▼

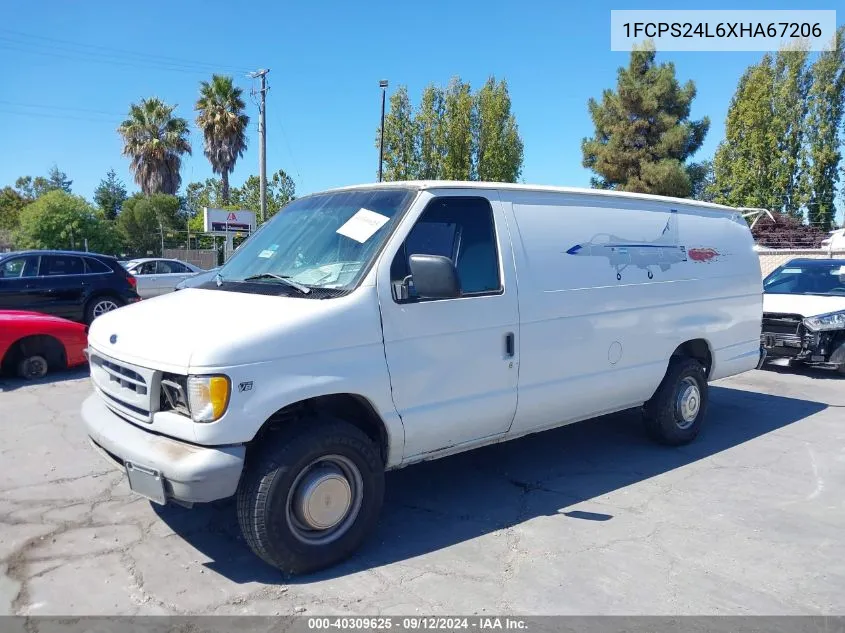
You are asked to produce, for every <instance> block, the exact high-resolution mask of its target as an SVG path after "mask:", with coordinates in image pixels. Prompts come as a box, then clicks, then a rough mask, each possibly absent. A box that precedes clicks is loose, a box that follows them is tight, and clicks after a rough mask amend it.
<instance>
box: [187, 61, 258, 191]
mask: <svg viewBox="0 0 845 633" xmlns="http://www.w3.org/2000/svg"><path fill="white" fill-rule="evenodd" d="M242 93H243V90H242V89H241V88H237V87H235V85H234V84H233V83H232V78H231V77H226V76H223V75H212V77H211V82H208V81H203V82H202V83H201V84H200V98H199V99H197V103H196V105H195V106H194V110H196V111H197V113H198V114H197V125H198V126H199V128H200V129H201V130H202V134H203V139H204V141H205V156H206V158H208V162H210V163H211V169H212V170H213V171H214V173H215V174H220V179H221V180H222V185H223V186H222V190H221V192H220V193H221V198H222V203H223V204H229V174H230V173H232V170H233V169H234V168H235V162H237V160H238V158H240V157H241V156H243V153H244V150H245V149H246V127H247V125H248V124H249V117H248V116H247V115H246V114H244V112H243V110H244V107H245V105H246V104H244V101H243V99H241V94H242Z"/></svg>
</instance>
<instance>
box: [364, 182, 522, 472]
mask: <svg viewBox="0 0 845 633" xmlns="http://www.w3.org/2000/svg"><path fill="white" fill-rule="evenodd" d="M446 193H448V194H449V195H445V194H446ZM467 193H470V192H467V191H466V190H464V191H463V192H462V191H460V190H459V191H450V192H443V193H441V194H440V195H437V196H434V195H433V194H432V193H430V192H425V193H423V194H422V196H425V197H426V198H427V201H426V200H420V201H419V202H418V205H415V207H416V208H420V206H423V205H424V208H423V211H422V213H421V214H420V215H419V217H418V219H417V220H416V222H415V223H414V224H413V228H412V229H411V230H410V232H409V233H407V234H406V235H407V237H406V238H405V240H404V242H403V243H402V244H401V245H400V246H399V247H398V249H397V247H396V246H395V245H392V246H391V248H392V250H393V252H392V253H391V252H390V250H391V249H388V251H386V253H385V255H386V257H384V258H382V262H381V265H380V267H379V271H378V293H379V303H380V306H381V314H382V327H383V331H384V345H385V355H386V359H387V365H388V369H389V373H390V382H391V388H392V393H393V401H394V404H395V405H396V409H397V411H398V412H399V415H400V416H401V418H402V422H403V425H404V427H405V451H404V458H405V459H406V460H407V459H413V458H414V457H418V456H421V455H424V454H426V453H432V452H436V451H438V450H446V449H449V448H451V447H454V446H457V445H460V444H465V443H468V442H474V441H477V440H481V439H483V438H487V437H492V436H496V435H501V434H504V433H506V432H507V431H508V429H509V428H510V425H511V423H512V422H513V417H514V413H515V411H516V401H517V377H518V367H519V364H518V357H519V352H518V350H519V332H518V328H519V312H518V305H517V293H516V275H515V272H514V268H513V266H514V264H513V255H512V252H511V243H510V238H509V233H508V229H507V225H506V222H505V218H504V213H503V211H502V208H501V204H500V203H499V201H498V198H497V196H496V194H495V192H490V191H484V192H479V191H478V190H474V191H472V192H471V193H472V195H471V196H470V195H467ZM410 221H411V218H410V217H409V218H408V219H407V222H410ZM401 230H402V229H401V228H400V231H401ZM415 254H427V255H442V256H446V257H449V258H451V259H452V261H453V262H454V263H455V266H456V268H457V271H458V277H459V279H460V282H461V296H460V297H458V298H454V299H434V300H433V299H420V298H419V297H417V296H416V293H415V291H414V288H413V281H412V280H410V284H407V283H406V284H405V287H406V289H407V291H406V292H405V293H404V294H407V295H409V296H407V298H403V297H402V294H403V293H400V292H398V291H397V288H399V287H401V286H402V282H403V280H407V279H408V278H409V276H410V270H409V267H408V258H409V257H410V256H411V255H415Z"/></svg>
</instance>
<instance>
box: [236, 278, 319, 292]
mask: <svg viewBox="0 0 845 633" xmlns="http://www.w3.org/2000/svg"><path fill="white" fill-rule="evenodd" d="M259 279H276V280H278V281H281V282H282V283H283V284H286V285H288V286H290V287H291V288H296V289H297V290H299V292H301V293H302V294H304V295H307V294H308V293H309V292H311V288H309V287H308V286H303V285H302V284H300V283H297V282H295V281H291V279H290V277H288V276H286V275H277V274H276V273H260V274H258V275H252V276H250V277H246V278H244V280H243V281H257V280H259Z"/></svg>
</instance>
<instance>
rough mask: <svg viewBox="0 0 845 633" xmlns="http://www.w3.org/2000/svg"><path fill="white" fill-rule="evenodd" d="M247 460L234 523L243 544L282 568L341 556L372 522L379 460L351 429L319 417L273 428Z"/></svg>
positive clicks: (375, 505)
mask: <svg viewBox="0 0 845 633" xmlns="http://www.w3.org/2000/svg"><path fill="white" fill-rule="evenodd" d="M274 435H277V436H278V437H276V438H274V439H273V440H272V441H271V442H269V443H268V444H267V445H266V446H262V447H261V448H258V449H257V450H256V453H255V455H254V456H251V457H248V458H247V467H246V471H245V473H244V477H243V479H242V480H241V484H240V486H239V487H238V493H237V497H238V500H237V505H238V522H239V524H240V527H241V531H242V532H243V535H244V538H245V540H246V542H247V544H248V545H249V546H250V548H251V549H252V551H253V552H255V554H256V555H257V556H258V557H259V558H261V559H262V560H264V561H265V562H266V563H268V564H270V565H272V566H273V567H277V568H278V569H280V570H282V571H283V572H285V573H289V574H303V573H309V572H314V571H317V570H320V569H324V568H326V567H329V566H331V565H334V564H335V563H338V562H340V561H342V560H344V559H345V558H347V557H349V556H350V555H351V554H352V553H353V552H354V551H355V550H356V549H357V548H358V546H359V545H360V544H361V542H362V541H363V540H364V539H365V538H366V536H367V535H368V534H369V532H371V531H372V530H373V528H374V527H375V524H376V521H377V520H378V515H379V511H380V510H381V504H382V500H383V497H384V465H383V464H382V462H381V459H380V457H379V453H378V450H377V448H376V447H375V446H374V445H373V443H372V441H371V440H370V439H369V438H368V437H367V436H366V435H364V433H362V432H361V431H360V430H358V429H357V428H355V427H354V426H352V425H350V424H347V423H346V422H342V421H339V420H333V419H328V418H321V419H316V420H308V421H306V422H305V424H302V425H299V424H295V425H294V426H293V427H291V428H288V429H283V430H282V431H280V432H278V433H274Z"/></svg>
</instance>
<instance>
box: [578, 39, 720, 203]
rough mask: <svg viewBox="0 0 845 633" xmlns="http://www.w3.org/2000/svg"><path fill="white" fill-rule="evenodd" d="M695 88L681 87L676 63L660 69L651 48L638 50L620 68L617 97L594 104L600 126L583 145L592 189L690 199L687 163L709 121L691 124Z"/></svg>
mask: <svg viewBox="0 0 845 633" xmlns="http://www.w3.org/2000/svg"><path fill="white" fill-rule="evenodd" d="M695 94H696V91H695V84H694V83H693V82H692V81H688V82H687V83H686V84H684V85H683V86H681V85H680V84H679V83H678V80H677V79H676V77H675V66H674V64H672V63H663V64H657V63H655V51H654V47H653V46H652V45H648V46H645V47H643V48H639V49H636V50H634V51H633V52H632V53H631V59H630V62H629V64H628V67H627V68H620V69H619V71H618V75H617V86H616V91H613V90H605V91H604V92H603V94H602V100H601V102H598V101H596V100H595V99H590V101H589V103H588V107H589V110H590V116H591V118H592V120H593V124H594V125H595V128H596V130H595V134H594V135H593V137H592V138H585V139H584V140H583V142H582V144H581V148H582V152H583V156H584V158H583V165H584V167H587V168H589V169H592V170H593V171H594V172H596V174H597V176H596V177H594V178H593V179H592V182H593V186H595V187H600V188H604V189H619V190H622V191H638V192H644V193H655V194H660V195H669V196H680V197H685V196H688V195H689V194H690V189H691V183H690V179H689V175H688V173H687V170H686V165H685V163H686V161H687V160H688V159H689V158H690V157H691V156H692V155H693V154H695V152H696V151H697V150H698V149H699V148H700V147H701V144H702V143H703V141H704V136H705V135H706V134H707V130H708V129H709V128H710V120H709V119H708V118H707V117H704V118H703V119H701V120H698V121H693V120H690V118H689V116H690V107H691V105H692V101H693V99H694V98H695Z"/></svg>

▲
▼

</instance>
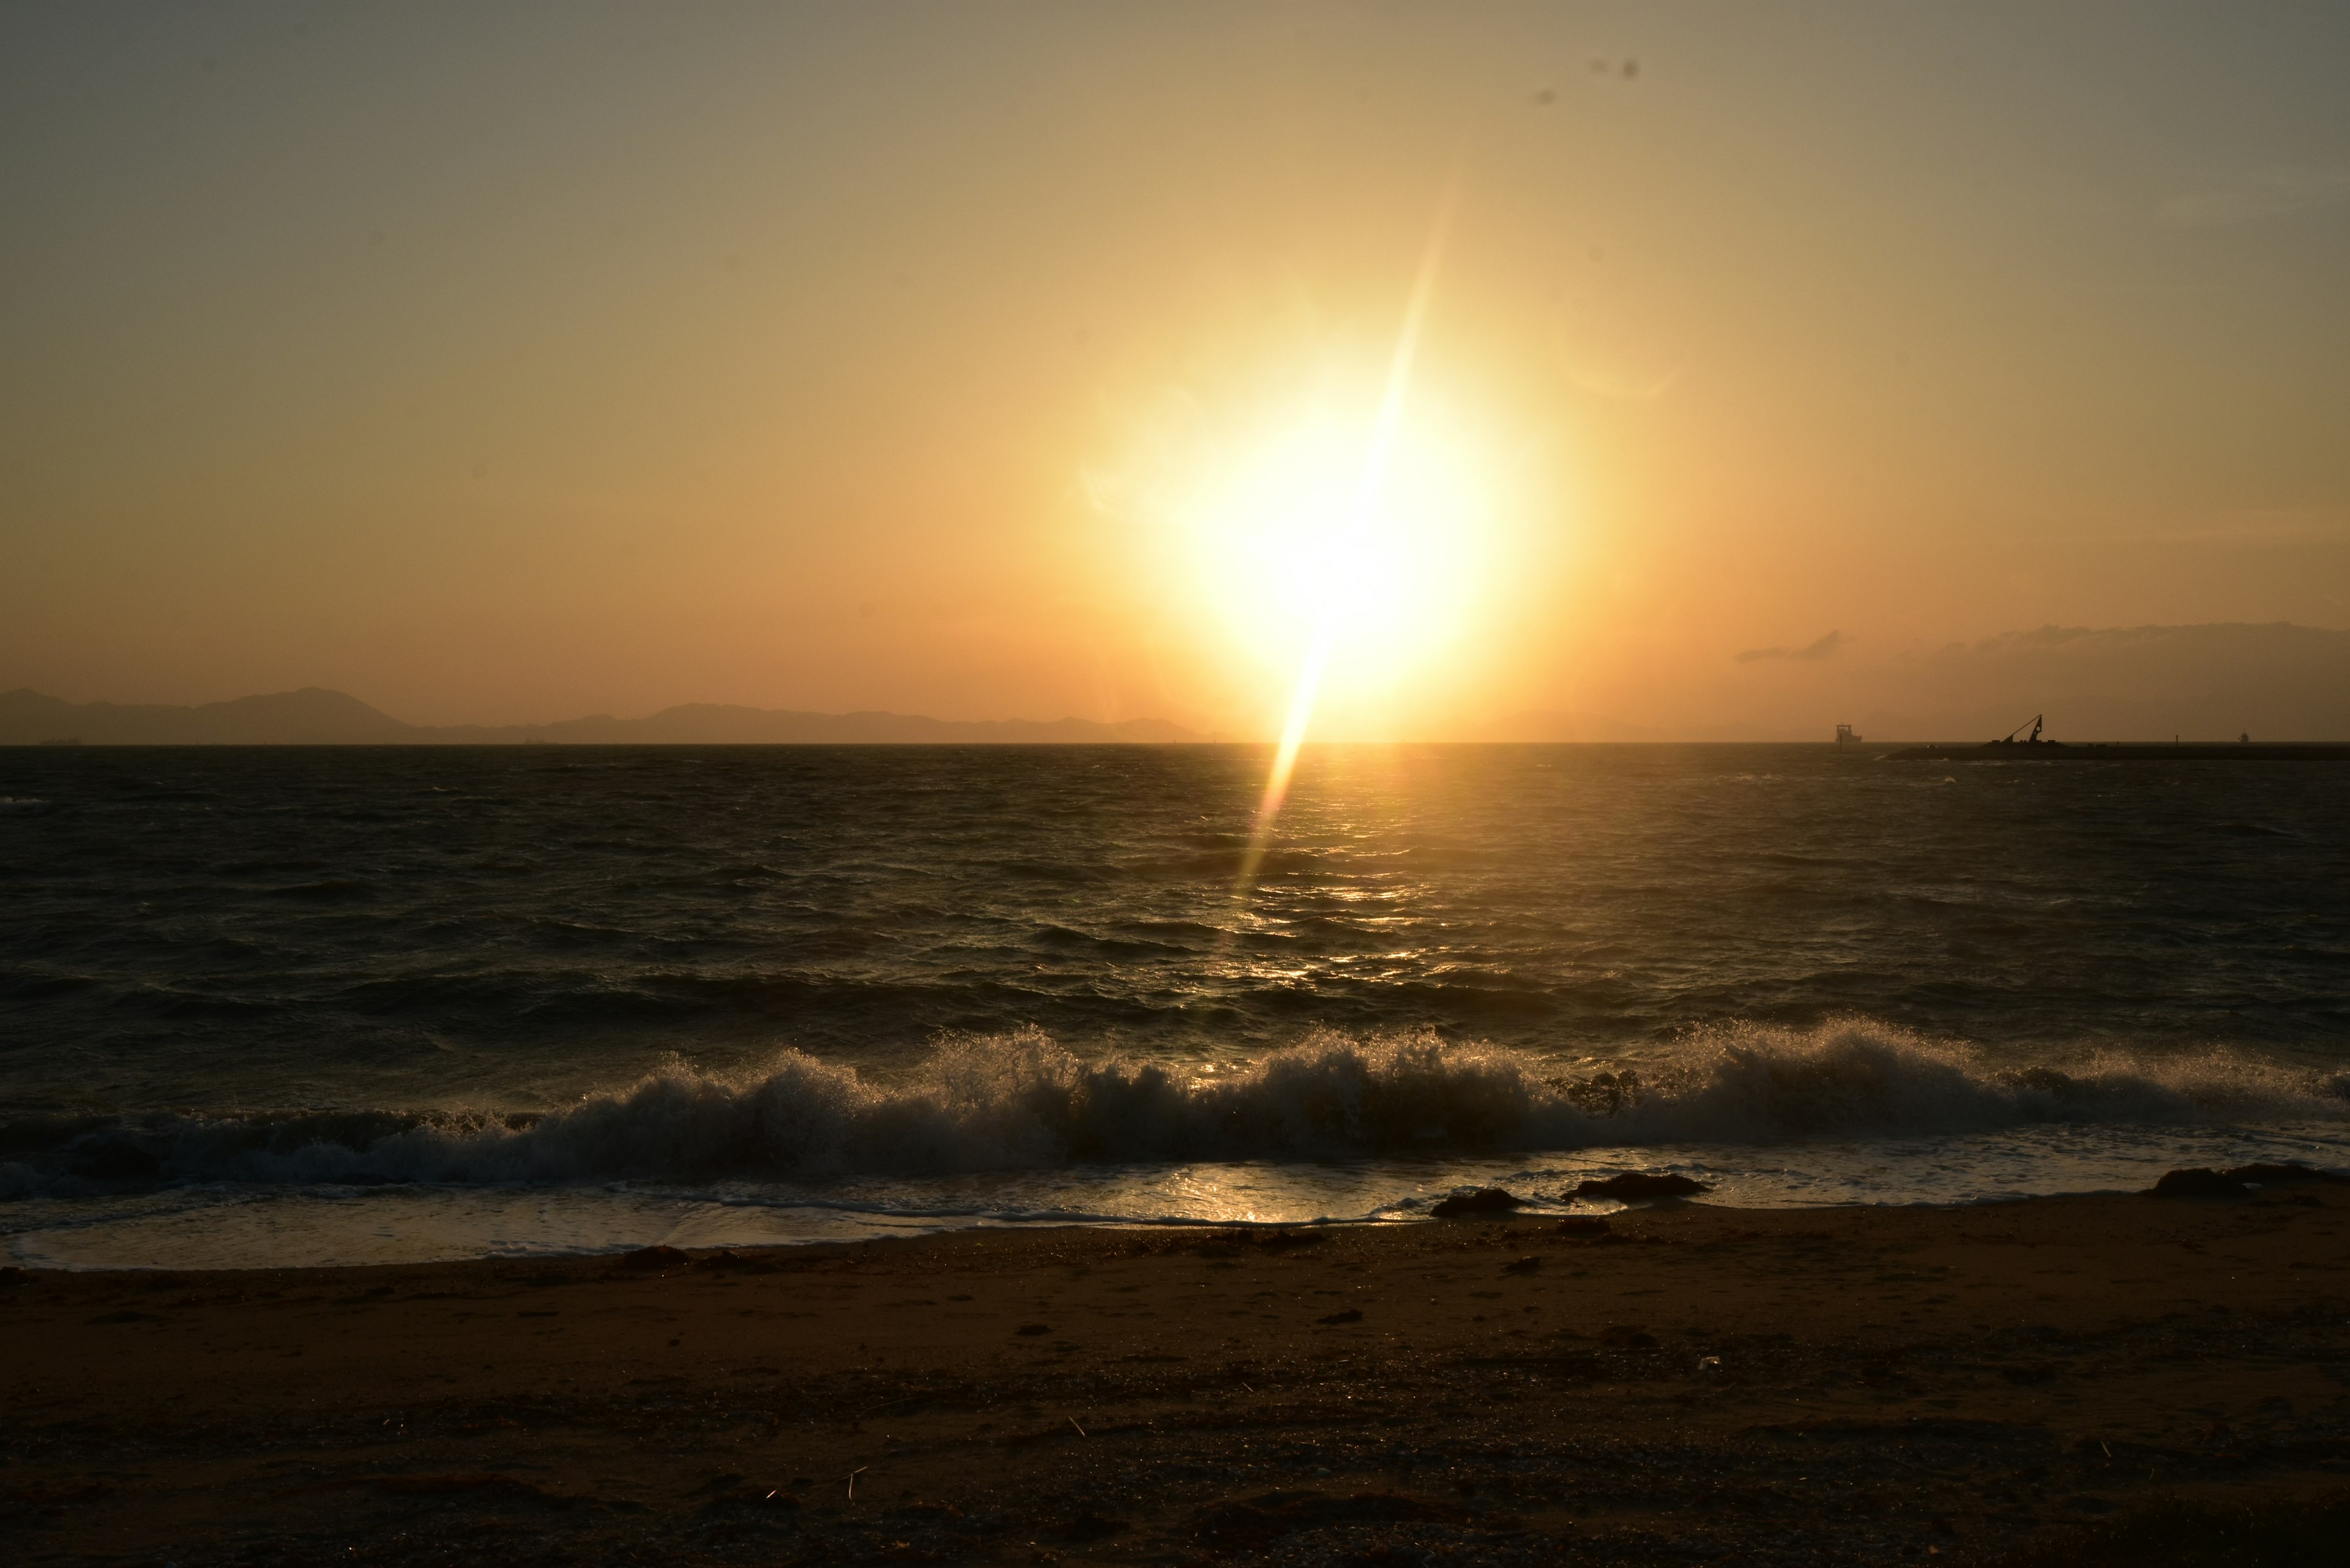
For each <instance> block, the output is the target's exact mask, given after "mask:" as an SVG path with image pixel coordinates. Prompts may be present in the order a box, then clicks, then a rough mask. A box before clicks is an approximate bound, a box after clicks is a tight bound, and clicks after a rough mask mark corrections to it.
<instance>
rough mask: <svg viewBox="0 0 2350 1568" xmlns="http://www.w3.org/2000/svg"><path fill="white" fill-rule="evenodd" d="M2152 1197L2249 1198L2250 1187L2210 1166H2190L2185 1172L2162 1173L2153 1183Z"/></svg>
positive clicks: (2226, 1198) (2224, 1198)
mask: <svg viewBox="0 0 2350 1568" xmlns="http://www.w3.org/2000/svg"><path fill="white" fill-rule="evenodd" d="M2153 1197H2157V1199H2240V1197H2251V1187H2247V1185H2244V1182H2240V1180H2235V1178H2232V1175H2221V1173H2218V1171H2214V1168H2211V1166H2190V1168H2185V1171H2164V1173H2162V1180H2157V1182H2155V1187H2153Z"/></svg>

▲
▼

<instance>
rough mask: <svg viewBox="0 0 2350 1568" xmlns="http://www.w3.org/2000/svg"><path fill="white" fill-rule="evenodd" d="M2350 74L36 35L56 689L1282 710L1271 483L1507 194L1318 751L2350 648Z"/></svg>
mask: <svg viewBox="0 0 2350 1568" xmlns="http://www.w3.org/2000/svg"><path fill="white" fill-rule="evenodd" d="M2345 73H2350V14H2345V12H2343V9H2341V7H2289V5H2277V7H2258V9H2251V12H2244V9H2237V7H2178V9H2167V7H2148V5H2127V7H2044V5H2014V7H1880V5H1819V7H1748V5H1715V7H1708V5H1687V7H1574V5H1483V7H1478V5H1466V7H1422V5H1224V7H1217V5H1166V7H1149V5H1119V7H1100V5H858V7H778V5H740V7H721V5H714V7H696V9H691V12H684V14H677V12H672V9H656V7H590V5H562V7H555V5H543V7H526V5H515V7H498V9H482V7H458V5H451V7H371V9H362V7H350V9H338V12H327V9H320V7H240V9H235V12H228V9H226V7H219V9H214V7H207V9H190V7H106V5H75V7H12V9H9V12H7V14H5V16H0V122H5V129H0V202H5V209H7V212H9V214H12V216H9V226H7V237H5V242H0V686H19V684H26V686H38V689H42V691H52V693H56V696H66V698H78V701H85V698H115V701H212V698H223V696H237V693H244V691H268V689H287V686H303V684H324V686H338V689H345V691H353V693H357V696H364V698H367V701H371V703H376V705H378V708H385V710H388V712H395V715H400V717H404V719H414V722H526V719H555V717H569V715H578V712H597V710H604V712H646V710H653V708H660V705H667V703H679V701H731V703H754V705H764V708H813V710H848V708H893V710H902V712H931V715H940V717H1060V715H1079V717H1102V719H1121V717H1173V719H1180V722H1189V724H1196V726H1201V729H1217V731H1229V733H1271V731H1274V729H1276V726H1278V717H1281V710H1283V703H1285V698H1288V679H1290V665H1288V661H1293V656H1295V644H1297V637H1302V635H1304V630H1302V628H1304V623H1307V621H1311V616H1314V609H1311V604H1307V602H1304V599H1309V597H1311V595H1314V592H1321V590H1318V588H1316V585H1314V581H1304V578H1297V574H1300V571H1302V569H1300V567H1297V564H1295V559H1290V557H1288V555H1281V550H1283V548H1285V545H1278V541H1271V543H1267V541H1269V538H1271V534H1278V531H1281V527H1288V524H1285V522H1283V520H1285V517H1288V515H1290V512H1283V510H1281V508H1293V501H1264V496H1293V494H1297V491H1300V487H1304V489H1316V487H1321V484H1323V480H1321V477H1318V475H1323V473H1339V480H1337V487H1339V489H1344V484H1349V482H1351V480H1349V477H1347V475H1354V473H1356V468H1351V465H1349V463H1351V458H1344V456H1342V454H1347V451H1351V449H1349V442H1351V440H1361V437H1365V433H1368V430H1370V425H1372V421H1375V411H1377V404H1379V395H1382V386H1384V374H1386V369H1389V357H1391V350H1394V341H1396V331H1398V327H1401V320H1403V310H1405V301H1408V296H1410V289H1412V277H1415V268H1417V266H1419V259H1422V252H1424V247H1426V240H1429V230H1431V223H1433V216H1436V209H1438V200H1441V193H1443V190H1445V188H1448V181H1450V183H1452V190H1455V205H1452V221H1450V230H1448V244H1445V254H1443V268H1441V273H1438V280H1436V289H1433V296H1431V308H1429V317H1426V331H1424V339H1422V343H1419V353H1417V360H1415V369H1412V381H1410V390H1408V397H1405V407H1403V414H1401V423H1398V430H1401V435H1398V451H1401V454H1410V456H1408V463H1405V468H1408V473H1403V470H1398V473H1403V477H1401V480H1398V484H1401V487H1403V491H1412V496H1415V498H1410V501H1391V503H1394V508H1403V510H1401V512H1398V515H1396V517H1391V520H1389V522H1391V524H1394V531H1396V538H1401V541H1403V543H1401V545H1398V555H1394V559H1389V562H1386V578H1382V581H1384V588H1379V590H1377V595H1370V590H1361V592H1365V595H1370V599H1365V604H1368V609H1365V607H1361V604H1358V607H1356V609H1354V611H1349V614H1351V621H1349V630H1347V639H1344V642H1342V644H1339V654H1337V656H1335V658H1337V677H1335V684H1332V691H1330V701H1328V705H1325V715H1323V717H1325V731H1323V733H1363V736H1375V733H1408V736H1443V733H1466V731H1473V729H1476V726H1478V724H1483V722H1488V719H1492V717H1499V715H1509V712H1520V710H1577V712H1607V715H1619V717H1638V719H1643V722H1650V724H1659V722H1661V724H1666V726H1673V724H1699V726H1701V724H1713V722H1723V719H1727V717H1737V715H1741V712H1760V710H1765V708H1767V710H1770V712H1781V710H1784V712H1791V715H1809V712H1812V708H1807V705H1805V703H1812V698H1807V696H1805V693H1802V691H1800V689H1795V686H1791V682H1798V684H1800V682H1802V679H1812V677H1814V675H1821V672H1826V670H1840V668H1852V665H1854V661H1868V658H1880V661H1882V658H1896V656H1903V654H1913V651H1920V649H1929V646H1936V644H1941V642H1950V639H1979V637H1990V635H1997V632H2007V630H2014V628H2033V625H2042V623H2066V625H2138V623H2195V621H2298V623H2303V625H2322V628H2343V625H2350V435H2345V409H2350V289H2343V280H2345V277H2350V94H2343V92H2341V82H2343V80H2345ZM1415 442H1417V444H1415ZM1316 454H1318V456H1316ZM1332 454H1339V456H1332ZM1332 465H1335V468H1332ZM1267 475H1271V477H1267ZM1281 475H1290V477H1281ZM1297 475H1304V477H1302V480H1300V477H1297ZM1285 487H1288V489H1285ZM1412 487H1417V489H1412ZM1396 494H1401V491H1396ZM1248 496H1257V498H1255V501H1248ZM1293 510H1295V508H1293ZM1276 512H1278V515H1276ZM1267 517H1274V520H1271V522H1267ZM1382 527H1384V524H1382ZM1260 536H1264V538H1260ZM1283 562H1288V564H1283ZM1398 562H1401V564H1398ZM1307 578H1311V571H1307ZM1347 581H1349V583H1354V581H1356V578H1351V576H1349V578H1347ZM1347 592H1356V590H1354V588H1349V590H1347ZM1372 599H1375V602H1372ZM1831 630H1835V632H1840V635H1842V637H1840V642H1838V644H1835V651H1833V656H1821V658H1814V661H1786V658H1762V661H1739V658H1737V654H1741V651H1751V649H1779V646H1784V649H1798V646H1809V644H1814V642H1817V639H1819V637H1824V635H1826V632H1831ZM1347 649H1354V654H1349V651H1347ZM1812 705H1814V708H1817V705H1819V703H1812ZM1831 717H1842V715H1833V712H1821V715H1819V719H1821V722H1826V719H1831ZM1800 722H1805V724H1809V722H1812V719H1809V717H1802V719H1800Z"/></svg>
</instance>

▲

YOUR TASK:
Please filter the rows above, keeping only those that contain the string "then". Case counts.

SOLUTION:
You are asked to produce, for every <instance> block, the exact high-resolution mask of its target as an SVG path after "mask:", with coordinates in image pixels. Prompts come as a box, then clicks, then a rough mask, each possibly absent. A box that precedes clicks is loose, a box that follows them is tight, and clicks after a rough mask amend it.
For each <instance> block, the output is the target's exact mask, given after "mask:" as an SVG path with image pixel coordinates. Prompts may be present in the order a box, then clicks, then a rough mask. A box before clicks is an approximate bound, a box after clicks is a tight bound, and clicks after a rough mask mark corrections to it.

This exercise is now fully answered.